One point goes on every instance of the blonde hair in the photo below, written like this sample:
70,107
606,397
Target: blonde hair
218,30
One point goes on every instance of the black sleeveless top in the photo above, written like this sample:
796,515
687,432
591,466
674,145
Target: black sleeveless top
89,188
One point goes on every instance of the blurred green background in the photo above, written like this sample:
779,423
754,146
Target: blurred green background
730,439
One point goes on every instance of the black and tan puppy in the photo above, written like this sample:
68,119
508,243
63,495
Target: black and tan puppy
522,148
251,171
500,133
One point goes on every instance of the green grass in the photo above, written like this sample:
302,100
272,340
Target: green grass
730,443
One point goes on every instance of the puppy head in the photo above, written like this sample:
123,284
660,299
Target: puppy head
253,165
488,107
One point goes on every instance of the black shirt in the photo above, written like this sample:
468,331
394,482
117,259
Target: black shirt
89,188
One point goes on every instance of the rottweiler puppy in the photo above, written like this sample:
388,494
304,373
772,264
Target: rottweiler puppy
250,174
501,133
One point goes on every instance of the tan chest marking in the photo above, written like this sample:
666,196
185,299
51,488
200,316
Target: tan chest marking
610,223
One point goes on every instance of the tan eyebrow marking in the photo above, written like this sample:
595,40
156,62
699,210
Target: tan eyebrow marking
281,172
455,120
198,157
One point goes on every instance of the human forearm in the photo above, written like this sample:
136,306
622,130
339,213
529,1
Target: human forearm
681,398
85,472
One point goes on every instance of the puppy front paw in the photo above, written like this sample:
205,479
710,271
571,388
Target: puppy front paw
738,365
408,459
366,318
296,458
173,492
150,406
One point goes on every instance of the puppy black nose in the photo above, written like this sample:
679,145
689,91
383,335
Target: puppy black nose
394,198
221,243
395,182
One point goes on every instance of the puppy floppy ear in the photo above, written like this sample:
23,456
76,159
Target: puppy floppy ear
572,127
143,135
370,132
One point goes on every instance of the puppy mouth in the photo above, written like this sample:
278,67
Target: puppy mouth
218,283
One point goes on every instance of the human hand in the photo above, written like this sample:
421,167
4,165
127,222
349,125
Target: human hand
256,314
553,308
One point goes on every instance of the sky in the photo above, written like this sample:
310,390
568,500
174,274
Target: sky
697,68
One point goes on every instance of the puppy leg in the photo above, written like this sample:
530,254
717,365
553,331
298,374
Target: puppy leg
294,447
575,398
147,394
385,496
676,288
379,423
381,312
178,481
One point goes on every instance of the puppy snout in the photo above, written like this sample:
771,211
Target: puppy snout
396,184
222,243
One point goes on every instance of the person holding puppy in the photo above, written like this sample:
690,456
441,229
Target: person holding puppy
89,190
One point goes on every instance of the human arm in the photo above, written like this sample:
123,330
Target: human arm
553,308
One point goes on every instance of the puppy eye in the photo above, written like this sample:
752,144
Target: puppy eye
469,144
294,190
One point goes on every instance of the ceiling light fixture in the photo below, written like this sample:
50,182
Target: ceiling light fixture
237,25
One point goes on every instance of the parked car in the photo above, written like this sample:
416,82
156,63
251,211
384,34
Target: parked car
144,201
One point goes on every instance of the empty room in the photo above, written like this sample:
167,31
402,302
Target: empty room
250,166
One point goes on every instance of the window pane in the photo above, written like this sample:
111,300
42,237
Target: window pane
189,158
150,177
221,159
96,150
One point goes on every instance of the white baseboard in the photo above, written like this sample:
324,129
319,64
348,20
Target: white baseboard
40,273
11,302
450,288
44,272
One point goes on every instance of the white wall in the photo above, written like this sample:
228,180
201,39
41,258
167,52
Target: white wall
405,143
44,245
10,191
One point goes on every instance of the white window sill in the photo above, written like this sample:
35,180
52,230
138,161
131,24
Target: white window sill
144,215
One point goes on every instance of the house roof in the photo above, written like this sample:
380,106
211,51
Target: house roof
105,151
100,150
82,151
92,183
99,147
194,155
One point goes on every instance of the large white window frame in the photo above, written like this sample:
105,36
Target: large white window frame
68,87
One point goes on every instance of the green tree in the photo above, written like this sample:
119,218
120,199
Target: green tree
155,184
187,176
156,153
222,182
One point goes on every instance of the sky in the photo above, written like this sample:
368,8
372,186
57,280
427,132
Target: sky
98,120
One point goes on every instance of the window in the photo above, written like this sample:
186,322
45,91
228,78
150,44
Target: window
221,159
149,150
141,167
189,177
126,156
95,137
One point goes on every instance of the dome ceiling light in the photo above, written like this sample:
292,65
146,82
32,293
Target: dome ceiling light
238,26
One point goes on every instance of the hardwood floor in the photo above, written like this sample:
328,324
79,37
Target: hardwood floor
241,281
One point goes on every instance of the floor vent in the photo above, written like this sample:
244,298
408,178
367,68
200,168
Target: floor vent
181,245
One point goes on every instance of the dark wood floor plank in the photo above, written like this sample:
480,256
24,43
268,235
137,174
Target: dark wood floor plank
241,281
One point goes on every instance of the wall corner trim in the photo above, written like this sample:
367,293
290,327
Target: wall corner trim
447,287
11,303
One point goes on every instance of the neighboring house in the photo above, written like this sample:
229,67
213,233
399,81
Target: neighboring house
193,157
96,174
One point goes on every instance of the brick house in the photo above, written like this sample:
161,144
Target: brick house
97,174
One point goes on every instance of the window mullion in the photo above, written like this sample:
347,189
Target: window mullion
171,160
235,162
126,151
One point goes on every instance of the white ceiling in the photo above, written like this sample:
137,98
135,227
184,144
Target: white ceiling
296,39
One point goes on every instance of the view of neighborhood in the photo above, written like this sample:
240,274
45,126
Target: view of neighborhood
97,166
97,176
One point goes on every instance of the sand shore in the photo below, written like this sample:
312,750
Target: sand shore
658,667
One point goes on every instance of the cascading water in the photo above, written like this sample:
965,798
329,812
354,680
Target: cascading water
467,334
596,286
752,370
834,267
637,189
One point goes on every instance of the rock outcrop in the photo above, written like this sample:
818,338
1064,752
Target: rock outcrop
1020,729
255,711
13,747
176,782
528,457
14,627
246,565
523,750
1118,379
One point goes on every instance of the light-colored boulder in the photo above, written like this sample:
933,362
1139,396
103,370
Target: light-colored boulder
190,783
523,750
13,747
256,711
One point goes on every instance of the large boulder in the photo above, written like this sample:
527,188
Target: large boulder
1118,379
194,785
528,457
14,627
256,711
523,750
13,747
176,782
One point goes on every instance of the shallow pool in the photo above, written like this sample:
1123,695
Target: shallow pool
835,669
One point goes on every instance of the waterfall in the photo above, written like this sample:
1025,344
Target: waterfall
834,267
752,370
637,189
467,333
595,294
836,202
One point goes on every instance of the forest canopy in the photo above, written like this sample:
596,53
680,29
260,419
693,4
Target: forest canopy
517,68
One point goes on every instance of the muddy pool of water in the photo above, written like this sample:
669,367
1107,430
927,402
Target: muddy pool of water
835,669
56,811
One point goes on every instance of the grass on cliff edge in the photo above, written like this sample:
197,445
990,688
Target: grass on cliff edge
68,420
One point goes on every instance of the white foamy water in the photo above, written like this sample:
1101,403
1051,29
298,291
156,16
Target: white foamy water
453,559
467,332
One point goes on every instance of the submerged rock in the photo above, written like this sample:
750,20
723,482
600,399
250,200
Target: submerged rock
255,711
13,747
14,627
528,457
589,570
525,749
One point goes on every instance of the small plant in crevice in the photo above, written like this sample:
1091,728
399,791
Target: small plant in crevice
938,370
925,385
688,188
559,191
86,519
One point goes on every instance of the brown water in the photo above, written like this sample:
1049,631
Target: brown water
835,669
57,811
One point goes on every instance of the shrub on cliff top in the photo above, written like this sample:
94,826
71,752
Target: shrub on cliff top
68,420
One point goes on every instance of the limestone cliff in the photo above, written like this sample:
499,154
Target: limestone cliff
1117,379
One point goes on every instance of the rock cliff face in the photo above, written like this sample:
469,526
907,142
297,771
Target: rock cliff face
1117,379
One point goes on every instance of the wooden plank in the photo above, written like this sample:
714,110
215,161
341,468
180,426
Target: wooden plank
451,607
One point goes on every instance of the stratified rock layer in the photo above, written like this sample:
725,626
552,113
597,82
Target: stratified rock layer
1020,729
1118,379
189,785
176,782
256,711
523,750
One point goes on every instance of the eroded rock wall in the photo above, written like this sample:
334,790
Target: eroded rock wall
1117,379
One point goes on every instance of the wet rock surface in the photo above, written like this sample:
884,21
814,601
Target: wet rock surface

--

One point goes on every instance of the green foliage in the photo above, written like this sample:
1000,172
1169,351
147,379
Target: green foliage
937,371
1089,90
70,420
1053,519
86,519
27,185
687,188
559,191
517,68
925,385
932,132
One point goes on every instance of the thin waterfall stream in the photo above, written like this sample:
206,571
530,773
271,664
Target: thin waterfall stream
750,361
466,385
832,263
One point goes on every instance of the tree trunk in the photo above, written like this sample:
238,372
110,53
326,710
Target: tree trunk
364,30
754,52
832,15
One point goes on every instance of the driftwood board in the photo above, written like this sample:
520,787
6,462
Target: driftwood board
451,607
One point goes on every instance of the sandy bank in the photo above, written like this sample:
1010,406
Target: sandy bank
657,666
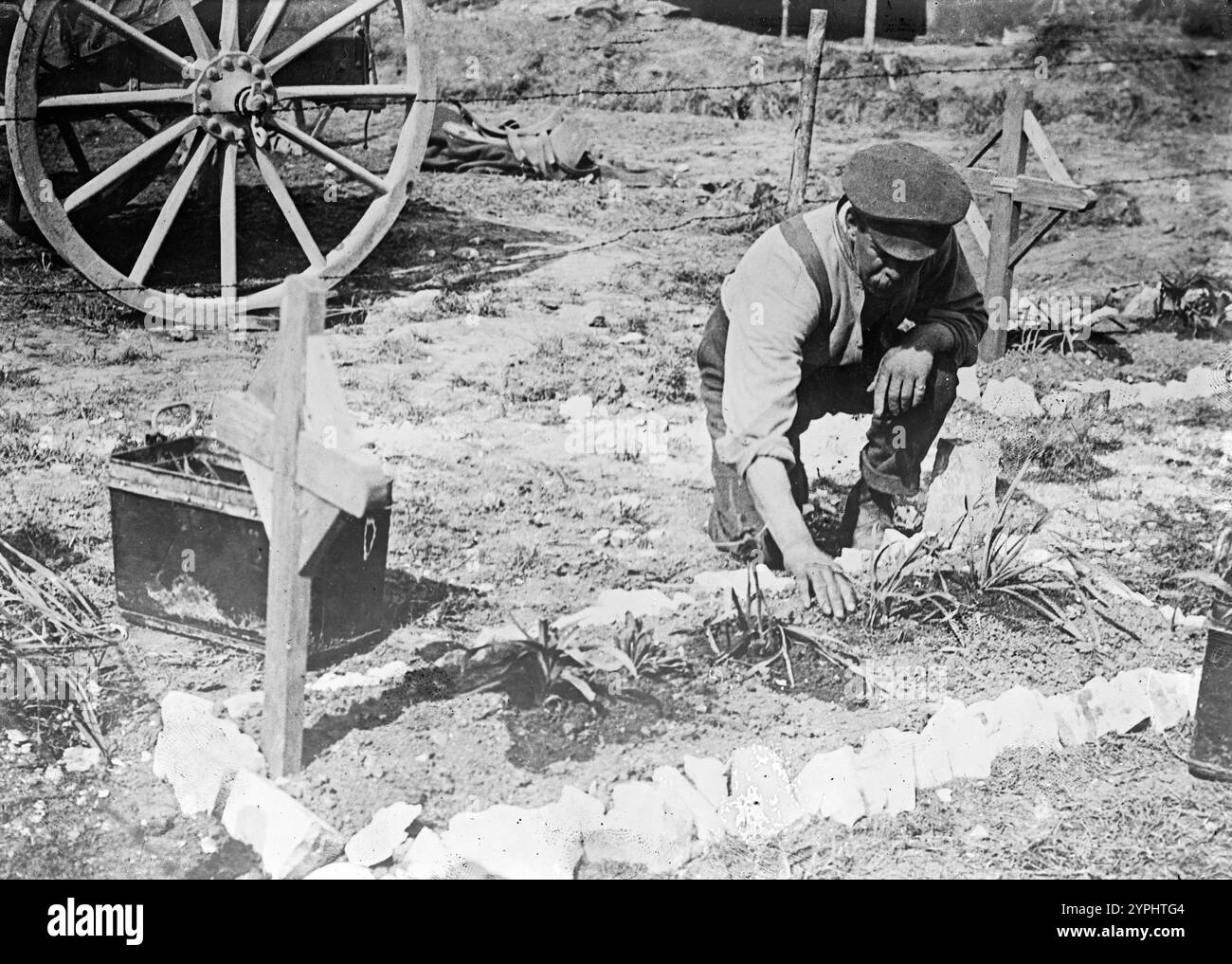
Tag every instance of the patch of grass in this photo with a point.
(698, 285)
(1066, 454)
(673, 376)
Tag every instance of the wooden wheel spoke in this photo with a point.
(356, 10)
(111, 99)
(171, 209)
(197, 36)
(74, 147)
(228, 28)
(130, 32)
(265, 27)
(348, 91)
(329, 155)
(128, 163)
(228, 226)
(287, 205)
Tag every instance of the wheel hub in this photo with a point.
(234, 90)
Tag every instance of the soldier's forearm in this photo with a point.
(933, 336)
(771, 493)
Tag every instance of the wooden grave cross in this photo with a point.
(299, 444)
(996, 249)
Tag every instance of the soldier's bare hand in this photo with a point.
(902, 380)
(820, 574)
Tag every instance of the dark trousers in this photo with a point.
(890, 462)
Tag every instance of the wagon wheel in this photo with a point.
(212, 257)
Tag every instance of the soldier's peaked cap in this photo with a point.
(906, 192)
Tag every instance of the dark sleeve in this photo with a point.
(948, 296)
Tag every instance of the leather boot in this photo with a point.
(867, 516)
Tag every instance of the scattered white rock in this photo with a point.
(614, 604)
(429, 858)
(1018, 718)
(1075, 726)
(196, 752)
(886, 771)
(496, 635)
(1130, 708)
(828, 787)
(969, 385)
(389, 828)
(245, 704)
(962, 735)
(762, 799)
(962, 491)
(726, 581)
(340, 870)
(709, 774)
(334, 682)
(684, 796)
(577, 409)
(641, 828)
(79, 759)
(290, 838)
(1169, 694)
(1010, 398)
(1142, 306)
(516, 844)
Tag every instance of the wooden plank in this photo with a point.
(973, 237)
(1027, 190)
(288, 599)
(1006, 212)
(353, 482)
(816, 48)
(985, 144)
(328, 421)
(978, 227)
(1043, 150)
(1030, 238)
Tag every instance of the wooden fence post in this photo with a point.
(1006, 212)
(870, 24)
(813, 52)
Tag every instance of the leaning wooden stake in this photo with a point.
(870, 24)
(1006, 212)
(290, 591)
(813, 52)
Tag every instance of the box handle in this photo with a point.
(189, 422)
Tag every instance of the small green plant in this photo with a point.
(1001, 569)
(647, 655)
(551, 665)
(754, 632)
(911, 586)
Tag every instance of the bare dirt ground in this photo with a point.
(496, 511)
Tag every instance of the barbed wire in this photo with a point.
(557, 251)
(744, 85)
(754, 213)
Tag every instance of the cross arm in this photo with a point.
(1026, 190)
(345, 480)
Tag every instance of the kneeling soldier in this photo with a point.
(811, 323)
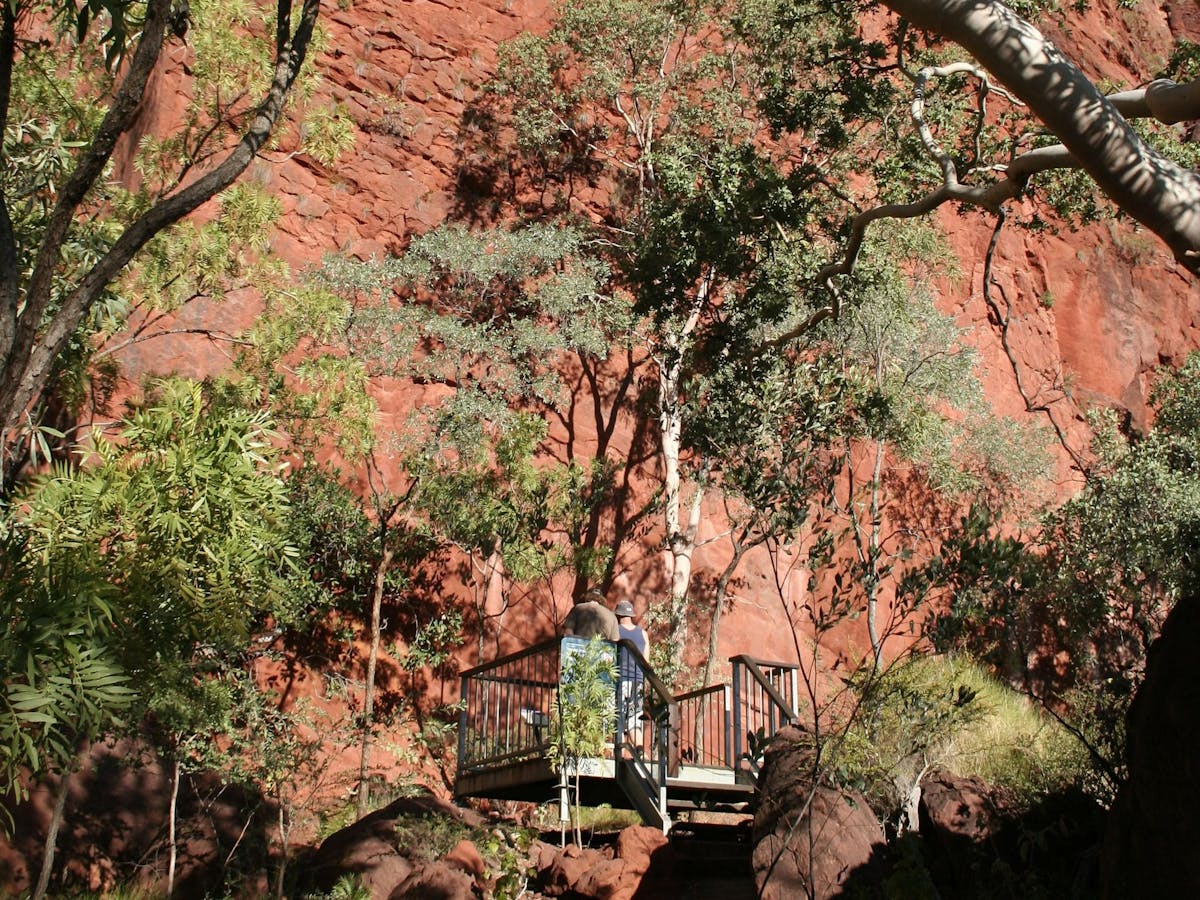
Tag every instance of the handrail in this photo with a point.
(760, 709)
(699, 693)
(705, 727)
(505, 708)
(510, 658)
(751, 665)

* * *

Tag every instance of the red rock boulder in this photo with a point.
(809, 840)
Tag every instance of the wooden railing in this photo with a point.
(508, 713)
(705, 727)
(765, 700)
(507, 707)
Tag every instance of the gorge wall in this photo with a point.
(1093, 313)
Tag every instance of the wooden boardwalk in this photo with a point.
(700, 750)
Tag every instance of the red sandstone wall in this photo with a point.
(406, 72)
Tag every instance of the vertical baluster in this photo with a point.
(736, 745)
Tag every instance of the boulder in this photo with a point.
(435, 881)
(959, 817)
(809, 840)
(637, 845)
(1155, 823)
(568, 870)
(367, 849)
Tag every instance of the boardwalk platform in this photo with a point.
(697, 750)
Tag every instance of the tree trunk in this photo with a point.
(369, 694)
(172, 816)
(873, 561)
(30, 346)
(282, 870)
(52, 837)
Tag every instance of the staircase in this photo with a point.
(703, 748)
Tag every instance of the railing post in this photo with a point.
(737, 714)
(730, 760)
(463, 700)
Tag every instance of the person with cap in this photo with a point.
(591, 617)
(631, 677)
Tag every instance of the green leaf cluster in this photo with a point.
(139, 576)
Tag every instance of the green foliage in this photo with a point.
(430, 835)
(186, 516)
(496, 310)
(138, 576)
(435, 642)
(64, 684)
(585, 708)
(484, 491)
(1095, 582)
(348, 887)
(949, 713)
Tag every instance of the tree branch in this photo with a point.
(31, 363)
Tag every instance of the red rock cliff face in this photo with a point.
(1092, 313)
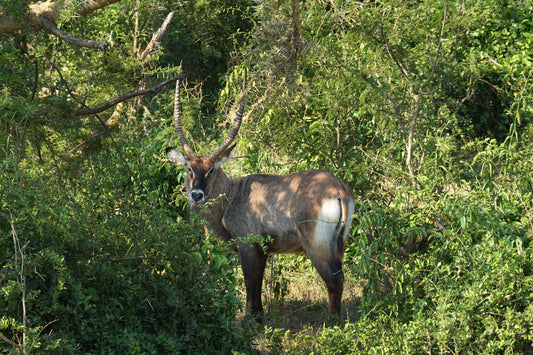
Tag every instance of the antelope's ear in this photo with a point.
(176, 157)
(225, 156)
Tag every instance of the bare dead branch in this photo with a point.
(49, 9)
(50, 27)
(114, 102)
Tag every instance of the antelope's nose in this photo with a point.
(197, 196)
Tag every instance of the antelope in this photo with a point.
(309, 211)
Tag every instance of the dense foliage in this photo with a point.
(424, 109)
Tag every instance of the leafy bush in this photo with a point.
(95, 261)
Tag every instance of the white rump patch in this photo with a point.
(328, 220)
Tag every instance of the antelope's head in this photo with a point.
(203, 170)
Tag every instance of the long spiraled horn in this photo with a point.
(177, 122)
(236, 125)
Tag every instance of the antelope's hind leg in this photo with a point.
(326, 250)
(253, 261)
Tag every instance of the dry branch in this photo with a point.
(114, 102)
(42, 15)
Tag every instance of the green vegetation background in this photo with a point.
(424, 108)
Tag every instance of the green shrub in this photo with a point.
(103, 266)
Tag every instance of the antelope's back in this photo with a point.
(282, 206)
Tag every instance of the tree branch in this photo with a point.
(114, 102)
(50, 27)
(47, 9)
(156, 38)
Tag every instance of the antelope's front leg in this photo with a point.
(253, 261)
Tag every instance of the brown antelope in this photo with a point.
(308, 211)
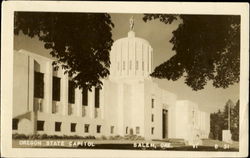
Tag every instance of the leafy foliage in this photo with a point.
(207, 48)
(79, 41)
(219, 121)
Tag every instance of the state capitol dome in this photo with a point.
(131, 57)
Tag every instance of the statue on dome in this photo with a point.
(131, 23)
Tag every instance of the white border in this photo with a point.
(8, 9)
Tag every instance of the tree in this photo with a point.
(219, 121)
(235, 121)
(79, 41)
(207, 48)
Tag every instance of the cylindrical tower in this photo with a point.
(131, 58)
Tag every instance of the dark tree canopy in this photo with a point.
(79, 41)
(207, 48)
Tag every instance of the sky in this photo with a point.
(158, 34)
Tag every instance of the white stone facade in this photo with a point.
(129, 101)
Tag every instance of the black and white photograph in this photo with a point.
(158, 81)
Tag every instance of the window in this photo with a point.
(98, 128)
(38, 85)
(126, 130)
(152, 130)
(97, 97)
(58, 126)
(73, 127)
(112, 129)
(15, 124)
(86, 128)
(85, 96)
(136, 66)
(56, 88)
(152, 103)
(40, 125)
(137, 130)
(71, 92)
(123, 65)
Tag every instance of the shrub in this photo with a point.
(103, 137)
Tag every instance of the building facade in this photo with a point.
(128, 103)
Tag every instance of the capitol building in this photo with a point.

What the task requires = Update the items from the line with "Tag every instance of the brown" to the line with "Tag every instance of the capitol" by replacing "Tag" with "Mark" and leaving everything else unchanged. Omit the pictures from your answer.

Task result =
Mark every instance of the brown antelope in this photo with a point.
(308, 211)
Mark every instance of the leafy foliage in this photo with a point.
(207, 48)
(79, 41)
(219, 121)
Mark every instance of the state capitol dome in this photo with a point.
(131, 57)
Mark every instance of the statue on dome in this photo with a point.
(131, 23)
Mark every instance of the white border in this photo with a point.
(8, 9)
Mark every instance of the tree in this photo with a point.
(219, 121)
(235, 121)
(79, 41)
(207, 48)
Mark every instance of the cylindrical tower in this photo with a point.
(131, 58)
Mark every instance of the dark tree canopy in this photo with a point.
(79, 41)
(207, 48)
Mark every instance of the sky in this photo with a point.
(158, 34)
Mark every instance of the white stone facade in this photo with a point.
(129, 101)
Mark every instance of the black and white photograph in this photo with a point.
(158, 81)
Mark every instance of the window in this photo with a point.
(98, 128)
(38, 85)
(126, 130)
(152, 130)
(97, 97)
(58, 126)
(73, 127)
(112, 129)
(15, 124)
(86, 128)
(85, 96)
(136, 66)
(56, 88)
(152, 103)
(40, 125)
(137, 130)
(71, 92)
(123, 65)
Mark every instance of the shrub in this photo with a point.
(103, 137)
Mark every instance of the building facade in this photo with a point.
(128, 103)
Mark every instance of the capitol building in this photo with a point.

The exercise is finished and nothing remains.